**Records excerpted from a collection:**

BEGIN

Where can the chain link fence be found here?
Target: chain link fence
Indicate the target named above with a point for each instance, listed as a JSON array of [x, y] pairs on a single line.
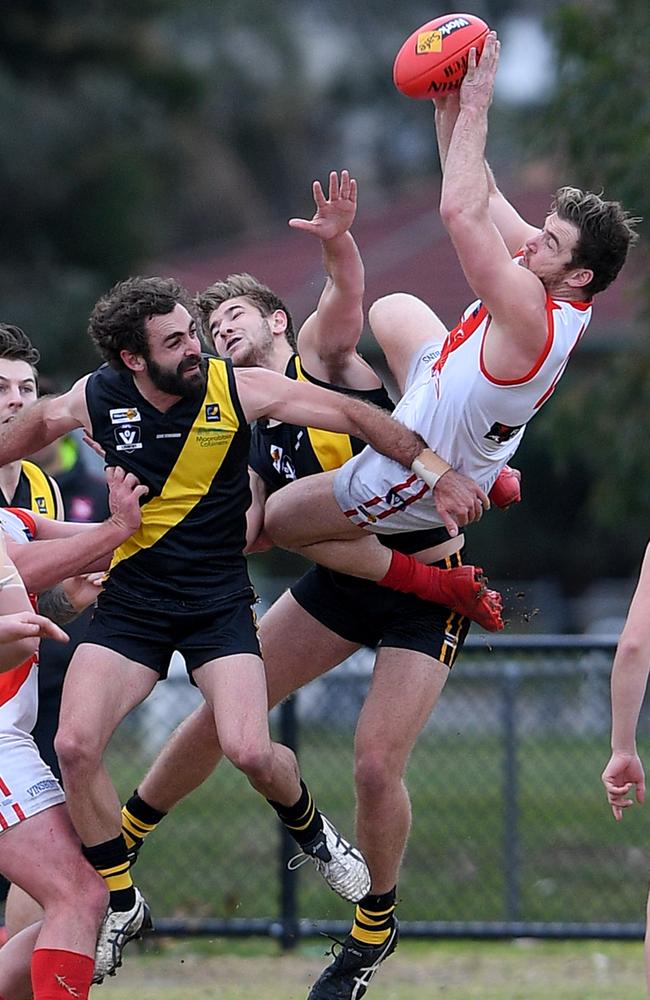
[[512, 835]]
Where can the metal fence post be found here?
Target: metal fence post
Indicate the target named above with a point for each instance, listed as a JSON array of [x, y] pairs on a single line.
[[509, 688], [289, 923]]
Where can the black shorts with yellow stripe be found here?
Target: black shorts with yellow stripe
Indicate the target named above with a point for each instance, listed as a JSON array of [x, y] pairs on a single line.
[[149, 631], [364, 613]]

END

**Task requirements:**
Output every record above exactly, leaving out the pictures.

**Exercise result:**
Where can the chain link fence be found here?
Target: chain link fence
Indicate the target named above with a point for each instance, listed as a JSON array of [x, y] pairs on a single line.
[[512, 835]]
Where can the metal fence post be found here?
Target: metal fence post
Indicate the target named above with a point for each instance, listed as a JSON array of [x, y] pairs on a single line.
[[509, 688], [289, 923]]
Where can the black shorts with yellow stripe be found here?
Target: black shorts with yellow stripe
Indicate the target named above with a point for each instance, listed as a JSON array of [x, y] pairs on a single line.
[[149, 631], [364, 613]]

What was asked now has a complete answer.